**PASSAGE TO READ:**
Like cities across the country, New York City has seen a marked rise in overdose deaths in recent years. Though opioid use and overdoses are not new to Harlem, the neighborhood had higher rates of overdose deaths than many others in the city as of 2017, according to the New York City Health Department. Given the persistent opioid problem, Pullen says she is “all for as many services as we could possibly place” in Harlem to prevent more loss of life.

Though residents like D.W. and Barraza both say they understand and empathize with the current need for opioid treatment resources in the city, they remain concerned that adding another clinic to the mix will aggravate the crime and loitering they see on their blocks. D.W. tells Gothamist he has tried to directly ask the people who appear to be dealing drugs on his block to relocate, but was brushed off.

**WORK TO COMPLETE:** Write out the passage about opioid treatment in Harlem word for word between "Though residents like" and "was brushed off.", inclusive. Rely only on the passage about opioid treatment in Harlem.

(Dataset entries)
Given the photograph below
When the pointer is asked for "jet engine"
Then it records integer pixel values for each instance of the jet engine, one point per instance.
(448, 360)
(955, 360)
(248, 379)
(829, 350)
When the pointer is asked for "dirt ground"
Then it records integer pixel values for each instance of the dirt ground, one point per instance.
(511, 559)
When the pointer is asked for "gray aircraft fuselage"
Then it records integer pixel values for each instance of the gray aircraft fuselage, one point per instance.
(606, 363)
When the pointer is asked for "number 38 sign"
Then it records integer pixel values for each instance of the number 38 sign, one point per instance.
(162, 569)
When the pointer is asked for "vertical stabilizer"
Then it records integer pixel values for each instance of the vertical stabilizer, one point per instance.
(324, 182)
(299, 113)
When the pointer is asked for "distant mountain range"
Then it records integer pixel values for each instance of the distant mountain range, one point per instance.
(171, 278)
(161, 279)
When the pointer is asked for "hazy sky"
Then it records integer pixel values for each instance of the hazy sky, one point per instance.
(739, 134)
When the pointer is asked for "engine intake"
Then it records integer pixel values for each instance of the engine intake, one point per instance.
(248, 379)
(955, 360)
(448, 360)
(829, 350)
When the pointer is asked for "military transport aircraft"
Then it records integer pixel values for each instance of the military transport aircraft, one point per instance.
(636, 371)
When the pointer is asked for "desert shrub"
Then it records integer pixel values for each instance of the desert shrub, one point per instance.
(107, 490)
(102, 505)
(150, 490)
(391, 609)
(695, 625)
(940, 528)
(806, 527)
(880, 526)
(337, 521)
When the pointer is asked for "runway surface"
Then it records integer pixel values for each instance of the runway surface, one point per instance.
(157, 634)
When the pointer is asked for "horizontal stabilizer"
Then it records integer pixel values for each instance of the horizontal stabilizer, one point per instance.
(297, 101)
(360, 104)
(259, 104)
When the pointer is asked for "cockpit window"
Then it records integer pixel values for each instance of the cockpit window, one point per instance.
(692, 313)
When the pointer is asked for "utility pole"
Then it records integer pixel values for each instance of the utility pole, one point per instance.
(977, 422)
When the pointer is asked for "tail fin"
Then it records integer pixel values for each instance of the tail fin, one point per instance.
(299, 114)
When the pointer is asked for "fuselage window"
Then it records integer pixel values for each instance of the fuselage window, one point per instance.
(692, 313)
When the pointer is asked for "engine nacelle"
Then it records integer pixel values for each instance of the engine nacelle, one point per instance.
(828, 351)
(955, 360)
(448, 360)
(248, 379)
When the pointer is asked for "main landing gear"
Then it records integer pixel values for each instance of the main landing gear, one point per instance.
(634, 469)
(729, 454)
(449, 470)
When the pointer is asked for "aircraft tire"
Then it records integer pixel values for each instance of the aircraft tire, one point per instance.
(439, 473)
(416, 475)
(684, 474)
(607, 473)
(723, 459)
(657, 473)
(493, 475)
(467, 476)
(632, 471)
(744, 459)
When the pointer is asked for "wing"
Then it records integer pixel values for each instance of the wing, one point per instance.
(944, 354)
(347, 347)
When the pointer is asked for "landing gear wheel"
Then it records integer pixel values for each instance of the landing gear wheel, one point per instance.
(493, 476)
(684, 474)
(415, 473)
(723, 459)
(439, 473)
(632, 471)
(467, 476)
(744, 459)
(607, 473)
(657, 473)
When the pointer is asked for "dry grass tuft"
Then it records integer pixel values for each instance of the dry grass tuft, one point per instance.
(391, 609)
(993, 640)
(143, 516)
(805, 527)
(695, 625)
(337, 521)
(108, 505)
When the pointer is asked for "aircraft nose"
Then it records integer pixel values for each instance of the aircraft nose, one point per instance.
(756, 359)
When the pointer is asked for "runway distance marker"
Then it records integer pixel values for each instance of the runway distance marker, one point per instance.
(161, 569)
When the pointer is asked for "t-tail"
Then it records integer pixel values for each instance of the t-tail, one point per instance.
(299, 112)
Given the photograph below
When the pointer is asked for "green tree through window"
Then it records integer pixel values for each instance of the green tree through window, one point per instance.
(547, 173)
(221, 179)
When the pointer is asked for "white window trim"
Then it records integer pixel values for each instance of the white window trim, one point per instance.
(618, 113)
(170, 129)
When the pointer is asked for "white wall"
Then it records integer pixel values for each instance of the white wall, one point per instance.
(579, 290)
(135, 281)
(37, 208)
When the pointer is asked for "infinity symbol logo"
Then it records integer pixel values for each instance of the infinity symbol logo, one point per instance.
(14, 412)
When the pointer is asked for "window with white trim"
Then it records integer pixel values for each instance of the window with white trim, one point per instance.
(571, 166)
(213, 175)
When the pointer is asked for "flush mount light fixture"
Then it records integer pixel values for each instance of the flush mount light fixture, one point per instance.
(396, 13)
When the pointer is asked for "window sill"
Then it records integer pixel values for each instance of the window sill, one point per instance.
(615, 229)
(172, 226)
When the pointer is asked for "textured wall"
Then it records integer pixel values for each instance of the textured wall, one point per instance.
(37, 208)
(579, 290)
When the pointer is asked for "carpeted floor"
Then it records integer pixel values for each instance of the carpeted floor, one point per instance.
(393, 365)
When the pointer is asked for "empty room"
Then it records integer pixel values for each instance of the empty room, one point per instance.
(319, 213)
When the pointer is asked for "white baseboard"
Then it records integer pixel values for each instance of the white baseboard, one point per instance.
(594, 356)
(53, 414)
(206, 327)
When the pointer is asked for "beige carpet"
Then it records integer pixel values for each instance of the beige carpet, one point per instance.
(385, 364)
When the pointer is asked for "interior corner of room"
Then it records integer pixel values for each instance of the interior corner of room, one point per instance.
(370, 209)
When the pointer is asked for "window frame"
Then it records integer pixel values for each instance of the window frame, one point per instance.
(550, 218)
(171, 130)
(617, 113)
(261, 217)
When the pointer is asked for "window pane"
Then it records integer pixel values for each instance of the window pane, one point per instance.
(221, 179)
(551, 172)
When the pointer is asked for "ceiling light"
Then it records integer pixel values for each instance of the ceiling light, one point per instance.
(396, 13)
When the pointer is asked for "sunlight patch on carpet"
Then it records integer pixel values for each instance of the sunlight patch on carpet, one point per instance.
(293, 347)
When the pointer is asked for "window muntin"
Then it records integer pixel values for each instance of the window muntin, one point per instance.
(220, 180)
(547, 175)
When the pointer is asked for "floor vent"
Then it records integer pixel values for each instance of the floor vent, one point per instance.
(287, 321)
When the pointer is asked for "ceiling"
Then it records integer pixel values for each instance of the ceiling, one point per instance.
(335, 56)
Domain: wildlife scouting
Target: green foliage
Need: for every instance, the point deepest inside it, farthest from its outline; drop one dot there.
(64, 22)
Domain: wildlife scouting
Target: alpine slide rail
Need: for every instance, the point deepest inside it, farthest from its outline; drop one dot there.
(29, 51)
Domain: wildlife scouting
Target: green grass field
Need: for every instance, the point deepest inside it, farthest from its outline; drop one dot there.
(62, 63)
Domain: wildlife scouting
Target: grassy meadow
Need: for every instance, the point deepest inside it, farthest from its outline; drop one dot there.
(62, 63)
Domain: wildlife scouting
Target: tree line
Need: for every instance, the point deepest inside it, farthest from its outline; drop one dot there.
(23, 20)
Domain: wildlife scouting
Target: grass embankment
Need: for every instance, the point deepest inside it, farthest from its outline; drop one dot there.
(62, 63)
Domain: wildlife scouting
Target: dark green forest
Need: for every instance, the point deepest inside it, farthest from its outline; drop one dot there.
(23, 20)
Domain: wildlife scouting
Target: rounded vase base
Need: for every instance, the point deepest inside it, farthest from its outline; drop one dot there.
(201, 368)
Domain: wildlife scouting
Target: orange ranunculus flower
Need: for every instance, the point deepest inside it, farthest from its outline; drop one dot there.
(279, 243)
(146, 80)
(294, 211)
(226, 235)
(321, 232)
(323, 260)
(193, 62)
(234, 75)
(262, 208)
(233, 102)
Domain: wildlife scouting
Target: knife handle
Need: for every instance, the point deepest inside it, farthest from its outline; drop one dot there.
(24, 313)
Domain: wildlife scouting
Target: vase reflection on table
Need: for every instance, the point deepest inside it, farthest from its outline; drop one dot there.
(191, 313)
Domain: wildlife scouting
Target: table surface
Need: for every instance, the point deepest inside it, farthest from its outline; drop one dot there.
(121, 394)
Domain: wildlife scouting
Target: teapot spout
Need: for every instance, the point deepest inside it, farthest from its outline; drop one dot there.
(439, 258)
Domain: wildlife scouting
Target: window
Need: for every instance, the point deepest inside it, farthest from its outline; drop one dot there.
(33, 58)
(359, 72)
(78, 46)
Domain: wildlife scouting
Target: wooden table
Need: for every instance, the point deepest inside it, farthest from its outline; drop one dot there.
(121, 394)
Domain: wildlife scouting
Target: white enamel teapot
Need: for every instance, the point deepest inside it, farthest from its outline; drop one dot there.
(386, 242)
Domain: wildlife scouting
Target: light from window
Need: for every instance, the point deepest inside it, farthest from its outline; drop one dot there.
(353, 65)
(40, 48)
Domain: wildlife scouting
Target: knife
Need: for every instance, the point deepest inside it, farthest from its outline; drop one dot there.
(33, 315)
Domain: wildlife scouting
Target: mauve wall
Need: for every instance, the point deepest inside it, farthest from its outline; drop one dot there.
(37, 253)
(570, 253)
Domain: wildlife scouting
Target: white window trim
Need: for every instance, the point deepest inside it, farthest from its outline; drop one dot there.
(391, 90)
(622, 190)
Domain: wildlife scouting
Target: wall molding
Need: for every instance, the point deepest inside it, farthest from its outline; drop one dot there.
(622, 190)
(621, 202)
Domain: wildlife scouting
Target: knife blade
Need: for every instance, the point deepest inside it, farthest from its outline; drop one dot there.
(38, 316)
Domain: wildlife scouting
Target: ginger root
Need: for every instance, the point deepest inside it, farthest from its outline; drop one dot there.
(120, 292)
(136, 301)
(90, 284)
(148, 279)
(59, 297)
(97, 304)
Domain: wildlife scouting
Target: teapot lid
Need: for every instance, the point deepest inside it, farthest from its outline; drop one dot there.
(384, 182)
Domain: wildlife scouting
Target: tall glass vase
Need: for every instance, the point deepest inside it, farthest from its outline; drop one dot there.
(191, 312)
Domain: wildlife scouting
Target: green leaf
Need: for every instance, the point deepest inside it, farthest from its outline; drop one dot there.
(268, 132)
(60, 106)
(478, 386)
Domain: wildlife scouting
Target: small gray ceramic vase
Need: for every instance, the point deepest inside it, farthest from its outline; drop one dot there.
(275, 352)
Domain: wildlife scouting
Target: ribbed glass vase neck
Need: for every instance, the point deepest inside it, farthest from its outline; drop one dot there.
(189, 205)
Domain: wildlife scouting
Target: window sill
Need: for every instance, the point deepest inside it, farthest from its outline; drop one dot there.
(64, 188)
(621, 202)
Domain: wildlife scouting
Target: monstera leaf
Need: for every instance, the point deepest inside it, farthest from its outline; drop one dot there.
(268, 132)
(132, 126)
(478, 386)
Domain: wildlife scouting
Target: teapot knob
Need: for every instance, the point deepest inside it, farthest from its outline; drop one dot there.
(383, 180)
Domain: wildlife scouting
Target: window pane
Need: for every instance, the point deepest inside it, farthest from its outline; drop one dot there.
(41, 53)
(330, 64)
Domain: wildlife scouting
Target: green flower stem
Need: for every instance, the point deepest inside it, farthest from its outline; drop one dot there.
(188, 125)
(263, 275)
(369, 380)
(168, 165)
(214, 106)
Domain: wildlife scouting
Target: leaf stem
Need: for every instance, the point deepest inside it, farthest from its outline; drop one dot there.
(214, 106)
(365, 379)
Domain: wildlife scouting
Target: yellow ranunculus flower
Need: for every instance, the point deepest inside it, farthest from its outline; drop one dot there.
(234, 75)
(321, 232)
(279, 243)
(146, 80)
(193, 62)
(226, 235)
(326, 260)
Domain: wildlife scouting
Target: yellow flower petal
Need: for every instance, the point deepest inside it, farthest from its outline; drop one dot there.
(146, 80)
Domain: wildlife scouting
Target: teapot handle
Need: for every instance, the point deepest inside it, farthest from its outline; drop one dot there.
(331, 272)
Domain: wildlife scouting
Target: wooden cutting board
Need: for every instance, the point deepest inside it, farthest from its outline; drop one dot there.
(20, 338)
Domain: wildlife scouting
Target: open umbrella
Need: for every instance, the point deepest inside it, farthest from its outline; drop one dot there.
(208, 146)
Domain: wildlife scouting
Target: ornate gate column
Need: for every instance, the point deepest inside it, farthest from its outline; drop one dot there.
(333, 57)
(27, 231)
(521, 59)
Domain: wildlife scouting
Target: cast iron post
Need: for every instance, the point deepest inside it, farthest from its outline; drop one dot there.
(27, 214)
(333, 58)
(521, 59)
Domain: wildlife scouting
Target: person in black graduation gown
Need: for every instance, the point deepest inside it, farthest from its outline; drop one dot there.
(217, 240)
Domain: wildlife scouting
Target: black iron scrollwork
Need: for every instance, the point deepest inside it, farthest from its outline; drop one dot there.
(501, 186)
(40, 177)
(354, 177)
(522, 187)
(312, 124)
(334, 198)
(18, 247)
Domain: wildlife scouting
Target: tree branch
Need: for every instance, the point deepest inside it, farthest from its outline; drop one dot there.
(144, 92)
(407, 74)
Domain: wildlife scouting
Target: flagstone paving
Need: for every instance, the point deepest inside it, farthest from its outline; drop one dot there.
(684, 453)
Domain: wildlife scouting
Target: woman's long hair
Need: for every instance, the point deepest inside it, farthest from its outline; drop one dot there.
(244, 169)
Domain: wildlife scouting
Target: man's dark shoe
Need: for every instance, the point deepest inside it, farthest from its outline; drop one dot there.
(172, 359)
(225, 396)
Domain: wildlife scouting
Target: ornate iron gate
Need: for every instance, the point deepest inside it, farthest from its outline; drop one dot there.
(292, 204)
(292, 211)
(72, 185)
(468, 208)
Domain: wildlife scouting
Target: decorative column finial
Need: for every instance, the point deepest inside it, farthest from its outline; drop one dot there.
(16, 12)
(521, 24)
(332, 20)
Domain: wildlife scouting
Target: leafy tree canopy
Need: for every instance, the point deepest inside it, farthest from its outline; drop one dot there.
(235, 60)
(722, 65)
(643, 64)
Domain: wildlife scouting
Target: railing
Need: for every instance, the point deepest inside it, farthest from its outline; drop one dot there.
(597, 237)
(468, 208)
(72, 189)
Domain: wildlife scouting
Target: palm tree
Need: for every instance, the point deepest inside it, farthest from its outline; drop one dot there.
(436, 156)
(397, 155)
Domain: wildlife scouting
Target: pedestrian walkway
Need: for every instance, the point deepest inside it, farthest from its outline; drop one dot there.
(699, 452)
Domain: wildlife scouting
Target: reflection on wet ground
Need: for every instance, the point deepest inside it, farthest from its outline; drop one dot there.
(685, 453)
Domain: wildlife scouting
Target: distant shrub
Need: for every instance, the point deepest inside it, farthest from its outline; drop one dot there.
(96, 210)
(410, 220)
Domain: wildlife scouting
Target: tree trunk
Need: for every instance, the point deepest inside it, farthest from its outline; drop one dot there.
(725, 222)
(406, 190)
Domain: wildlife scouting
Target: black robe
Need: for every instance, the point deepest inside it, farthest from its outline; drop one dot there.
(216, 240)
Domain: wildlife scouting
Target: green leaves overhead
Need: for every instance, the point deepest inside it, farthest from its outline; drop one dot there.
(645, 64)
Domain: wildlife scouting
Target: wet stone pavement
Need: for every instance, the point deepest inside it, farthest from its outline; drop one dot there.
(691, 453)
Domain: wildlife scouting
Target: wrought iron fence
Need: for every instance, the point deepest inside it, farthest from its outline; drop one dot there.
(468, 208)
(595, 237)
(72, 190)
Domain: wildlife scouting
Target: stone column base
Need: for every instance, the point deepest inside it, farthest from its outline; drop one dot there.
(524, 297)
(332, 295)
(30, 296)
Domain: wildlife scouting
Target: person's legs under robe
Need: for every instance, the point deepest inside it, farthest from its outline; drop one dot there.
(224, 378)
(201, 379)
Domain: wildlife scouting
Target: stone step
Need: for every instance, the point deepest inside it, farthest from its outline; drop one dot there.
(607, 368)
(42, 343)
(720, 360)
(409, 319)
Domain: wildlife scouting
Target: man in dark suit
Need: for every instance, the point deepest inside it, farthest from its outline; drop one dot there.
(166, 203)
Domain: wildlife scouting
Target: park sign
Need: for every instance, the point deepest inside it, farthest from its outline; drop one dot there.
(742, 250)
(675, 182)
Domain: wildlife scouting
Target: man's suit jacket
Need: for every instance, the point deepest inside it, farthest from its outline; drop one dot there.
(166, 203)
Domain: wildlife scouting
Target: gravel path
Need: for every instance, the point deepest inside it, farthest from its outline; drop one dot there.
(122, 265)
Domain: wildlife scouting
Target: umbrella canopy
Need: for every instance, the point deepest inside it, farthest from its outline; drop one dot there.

**RESULT FOR THIS TASK:**
Though residents like D.W. and Barraza both say they understand and empathize with the current need for opioid treatment resources in the city, they remain concerned that adding another clinic to the mix will aggravate the crime and loitering they see on their blocks. D.W. tells Gothamist he has tried to directly ask the people who appear to be dealing drugs on his block to relocate, but was brushed off.